Exercise 1 =
Answer these questions from the salmon teriyaki post:
(a) Which dish does the author call a signature dish?
(b) How many people attended Rob's birthday celebration?
(c) How many pounds of salmon did Rob end up buying?

As you can probably tell, I don’t cook many meals a second time. However, I have some tried-and-true recipes up my sleeve that I can whip up stress-free when entertaining.
Salmon teriyaki is my signature dish. It helps that it is easy to make and tastes sublime. The ingredient list is simple, but with authentic Asian ingredients. Shin-mirin is definitely worth scoping out because you can taste the difference. I had forgotten how good it was until I made it for Rob’s birthday celebration – for 12 people (oh my!). Thankfully salmon teriyaki doubles, triples, quadruples AND quintuples very well (provided you have enough trays to hold the salmon in the oven, hehe).
I figured 3 lb of salmon for 12 people would be adequate (4 oz per person x 12 = 3 lbs!) but suggested 4 lb in case anyone wanted seconds. Rob ended up buying 5 lbs (oh my!), so suffice it to say we had leftover salmon teriyaki. While it is wonderful warm straight from the oven, leftovers are good, too, if kept chilled (I find salmon gets rubbery when reheated).

[Excerpts from a point labeling dataset]
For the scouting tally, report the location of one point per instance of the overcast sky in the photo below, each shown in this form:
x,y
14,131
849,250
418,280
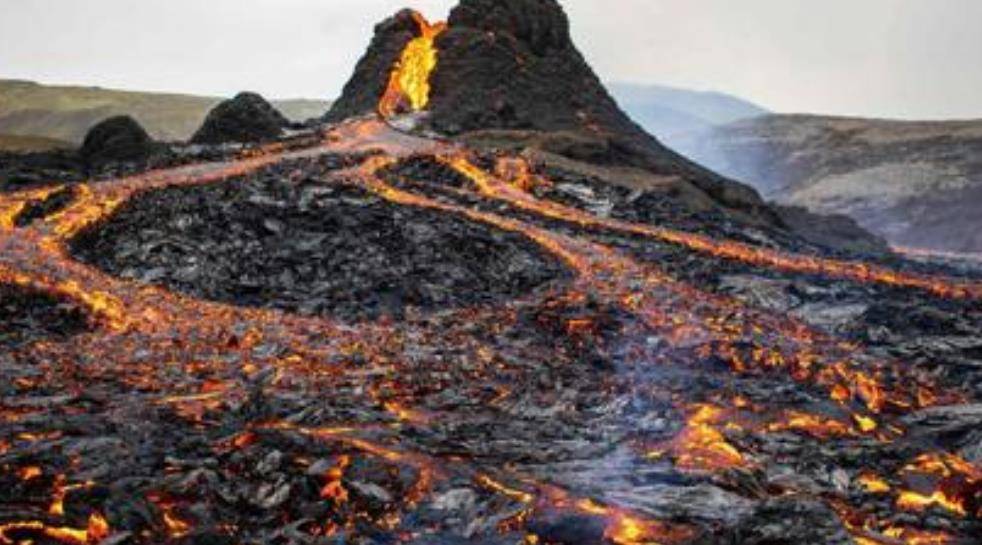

Exercise 2 =
Rewrite the lines of the point labeling row above as a numbered list, skipping any blank lines. Leave the picture out of your answer.

Exercise result 1 =
(a) Salmon teriyaki
(b) 12 people
(c) 5 lbs

Exercise result 2 =
1. For the scouting tally, report the location of one point per instance of the overcast sky in the photo below, each shown in this form:
2. x,y
3. 14,131
4. 849,250
5. 418,280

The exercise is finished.